Data listing

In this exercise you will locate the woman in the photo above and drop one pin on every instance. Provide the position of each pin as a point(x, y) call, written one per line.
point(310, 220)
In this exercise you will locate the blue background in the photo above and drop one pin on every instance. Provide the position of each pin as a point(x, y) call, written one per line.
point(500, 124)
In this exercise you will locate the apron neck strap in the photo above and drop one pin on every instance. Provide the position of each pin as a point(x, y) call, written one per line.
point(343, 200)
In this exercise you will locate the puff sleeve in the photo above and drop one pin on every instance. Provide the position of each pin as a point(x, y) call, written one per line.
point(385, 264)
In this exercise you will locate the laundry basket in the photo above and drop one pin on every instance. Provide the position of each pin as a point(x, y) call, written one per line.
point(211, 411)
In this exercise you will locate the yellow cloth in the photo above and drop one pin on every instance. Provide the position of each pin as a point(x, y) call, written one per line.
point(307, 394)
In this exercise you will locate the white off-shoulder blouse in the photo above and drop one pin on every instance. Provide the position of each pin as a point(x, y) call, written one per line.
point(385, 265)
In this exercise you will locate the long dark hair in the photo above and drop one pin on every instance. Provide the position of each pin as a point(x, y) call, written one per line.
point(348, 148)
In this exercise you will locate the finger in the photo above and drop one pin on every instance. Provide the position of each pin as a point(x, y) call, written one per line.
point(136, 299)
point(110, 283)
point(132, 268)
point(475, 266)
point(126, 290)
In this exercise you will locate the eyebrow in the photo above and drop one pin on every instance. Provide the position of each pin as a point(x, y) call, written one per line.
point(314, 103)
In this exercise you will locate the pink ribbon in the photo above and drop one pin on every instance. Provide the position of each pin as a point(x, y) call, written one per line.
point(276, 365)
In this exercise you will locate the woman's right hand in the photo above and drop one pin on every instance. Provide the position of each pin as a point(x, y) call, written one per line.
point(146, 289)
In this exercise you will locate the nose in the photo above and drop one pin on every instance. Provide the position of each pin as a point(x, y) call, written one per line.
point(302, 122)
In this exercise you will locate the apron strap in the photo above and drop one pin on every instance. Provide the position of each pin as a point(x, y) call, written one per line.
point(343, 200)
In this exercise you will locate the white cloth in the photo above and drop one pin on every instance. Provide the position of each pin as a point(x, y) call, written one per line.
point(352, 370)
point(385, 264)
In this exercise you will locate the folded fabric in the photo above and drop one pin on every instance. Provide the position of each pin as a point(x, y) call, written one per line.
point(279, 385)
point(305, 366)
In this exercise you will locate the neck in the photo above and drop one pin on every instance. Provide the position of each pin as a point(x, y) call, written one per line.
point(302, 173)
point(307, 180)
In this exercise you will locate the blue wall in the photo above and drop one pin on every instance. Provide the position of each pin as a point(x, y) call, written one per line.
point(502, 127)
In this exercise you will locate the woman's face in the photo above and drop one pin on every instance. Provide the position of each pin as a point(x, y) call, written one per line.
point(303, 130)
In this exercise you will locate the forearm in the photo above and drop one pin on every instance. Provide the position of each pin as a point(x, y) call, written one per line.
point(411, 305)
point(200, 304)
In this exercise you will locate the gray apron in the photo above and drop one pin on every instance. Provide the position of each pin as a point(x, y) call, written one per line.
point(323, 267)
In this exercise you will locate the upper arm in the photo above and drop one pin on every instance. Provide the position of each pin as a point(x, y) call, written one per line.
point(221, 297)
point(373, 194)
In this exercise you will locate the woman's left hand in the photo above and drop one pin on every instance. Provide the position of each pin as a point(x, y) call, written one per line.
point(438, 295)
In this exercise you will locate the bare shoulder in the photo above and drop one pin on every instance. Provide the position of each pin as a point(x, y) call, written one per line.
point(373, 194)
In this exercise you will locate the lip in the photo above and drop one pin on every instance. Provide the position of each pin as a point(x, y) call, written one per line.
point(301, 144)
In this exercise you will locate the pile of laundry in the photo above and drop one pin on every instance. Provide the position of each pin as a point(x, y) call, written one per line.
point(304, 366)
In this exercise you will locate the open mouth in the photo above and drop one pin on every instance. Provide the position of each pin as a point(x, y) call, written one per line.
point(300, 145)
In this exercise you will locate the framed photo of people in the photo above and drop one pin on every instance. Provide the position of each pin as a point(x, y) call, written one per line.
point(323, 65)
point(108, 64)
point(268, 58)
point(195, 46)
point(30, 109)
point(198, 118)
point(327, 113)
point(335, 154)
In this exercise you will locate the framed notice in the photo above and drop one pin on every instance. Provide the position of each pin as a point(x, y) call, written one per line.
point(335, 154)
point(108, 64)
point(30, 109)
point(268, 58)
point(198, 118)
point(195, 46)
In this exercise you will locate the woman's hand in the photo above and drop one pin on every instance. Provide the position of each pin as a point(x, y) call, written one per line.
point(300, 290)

*What is asked*:
Please render the listing above as a Markdown table with the columns Row and Line, giving each nonblank line its own numbered row and leaving out blank lines.

*Problem solution*:
| Row | Line |
|---|---|
| 1 | In this exercise you will locate the woman in the photo above and drop one pin on every instance. Provide the position of each pin as a point(x, y) call, written one per line. |
| 2 | point(310, 220) |
| 3 | In this exercise you will locate the blue background in the photo above and drop one pin on every instance. Provide the position of each pin as a point(x, y) call, written one per line. |
| 4 | point(500, 124) |
| 5 | In this exercise you will locate the apron neck strap in the photo above and drop one pin on every instance. Provide the position of each pin as a point(x, y) call, written one per line. |
| 6 | point(343, 200) |
| 7 | In this exercise you will locate the puff sleeve in the photo above and drop one pin on every instance. Provide the position of each pin as a point(x, y) call, written one per line. |
| 8 | point(385, 264) |
| 9 | In this exercise you will locate the laundry basket in the photo above and drop one pin on every instance. Provide the position of each pin as a point(x, y) call, written one per line. |
| 10 | point(211, 411) |
| 11 | In this exercise you will locate the yellow cloth in the photo above and drop one pin on every instance. Provide the position of each pin as a point(x, y) call, written one per line. |
| 12 | point(307, 394) |
| 13 | In this exercise you will locate the white off-shoulder blouse in the photo above and drop one pin on every instance. Provide the position of each pin as a point(x, y) call, written one per line. |
| 14 | point(385, 265) |
| 15 | In this exercise you will locate the long dark hair in the photo above and drop one pin on every instance. Provide the position of each pin as a point(x, y) call, written one per line. |
| 16 | point(348, 148) |
| 17 | In this exercise you will locate the finger in the photo above and drop one pin on every instance. Provide the position of each pin as a point(x, y) call, written one per line. |
| 18 | point(136, 299) |
| 19 | point(110, 283) |
| 20 | point(132, 268) |
| 21 | point(475, 266) |
| 22 | point(126, 290) |
| 23 | In this exercise you will locate the eyebrow in the photo above and drop one pin on every instance. Provide the position of each pin as a point(x, y) call, written one per line. |
| 24 | point(314, 103) |
| 25 | In this exercise you will locate the pink ribbon in the photo above and drop one pin on every instance. Provide the position of each pin as a point(x, y) call, written one per line. |
| 26 | point(276, 365) |
| 27 | In this exercise you will locate the woman's right hand in the photo above and drop one pin on every instance. Provide the position of each pin as a point(x, y) call, written one per line. |
| 28 | point(146, 289) |
| 29 | In this exercise you will locate the nose in the photo above and drop one pin on every instance. Provide the position of each pin as a point(x, y) call, written one per line. |
| 30 | point(302, 122) |
| 31 | In this exercise you will locate the apron strap in the photo above and drop one pin on every instance. Provide the position of each pin as a point(x, y) call, written one per line. |
| 32 | point(343, 200) |
| 33 | In this exercise you will locate the white cloth in the photo above and drop one pin on every instance. Provide the position of each pin as a point(x, y) call, written one per line. |
| 34 | point(352, 370) |
| 35 | point(385, 264) |
| 36 | In this exercise you will locate the folded fabric in the photo above and drop one pin on every instance. Provide the position of each pin as a point(x, y) call, written one per line. |
| 37 | point(279, 385) |
| 38 | point(305, 366) |
| 39 | In this exercise you will locate the neck in the photo above and drop one pin on every instance. Provide the position of each pin as a point(x, y) call, written one per line. |
| 40 | point(302, 173) |
| 41 | point(307, 180) |
| 42 | In this exercise you will locate the blue wall in the photo above and drop one pin on every instance. Provide the position of each pin as a point(x, y) call, written one per line. |
| 43 | point(502, 127) |
| 44 | In this exercise you will locate the woman's face in the photo above and drop one pin on every instance. Provide the position of each pin as a point(x, y) call, written one per line. |
| 45 | point(303, 130) |
| 46 | In this exercise you will locate the forearm in the photo above and drop one pin on every instance. Provide the position of each pin as a point(x, y) call, written one per line. |
| 47 | point(411, 305) |
| 48 | point(200, 304) |
| 49 | In this exercise you will locate the gray apron in the photo above and drop one pin on every instance. Provide the position of each pin as a point(x, y) call, written one per line. |
| 50 | point(323, 267) |
| 51 | In this exercise you will locate the upper arm in the photo above and drop one pin on every instance. Provide the position of each pin as a point(x, y) call, written one per line. |
| 52 | point(221, 297) |
| 53 | point(373, 194) |
| 54 | In this exercise you will locate the woman's left hand in the photo above and drop one pin on every instance. Provide the position of each pin as a point(x, y) call, written one per line. |
| 55 | point(438, 295) |
| 56 | In this exercise you will locate the bare shoulder in the photo above and drop one pin on every instance. Provide the position of each pin as a point(x, y) call, written one per line. |
| 57 | point(373, 194) |
| 58 | In this exercise you will locate the lip in the photo above and drop one pin on every instance. Provide the position of each pin as a point(x, y) call, written one per line. |
| 59 | point(301, 144) |
| 60 | In this exercise you will locate the pile of laundry in the photo above and drop one pin on every instance. Provide the position of each pin as a point(x, y) call, written one per line. |
| 61 | point(304, 366) |
| 62 | In this exercise you will locate the open mouth in the photo above and drop one pin on every instance. Provide the position of each pin as a point(x, y) call, written one per line. |
| 63 | point(300, 145) |
| 64 | In this exercise you will locate the framed photo of people in the photo above and drop one pin on every instance. Provide the position of each pin as a point(x, y) call, written one per line. |
| 65 | point(323, 65) |
| 66 | point(108, 64) |
| 67 | point(268, 58) |
| 68 | point(195, 46) |
| 69 | point(30, 109) |
| 70 | point(198, 118) |
| 71 | point(327, 113) |
| 72 | point(335, 154) |
| 73 | In this exercise you will locate the framed notice in the photo above and drop one pin on every instance. Provide the position of each pin as a point(x, y) call, written one per line. |
| 74 | point(335, 154) |
| 75 | point(108, 64) |
| 76 | point(30, 109) |
| 77 | point(268, 58) |
| 78 | point(198, 118) |
| 79 | point(195, 46) |
| 80 | In this exercise you will locate the woman's hand in the photo above and drop one pin on every instance. Provide the position of each pin as a point(x, y) call, written one per line. |
| 81 | point(300, 290) |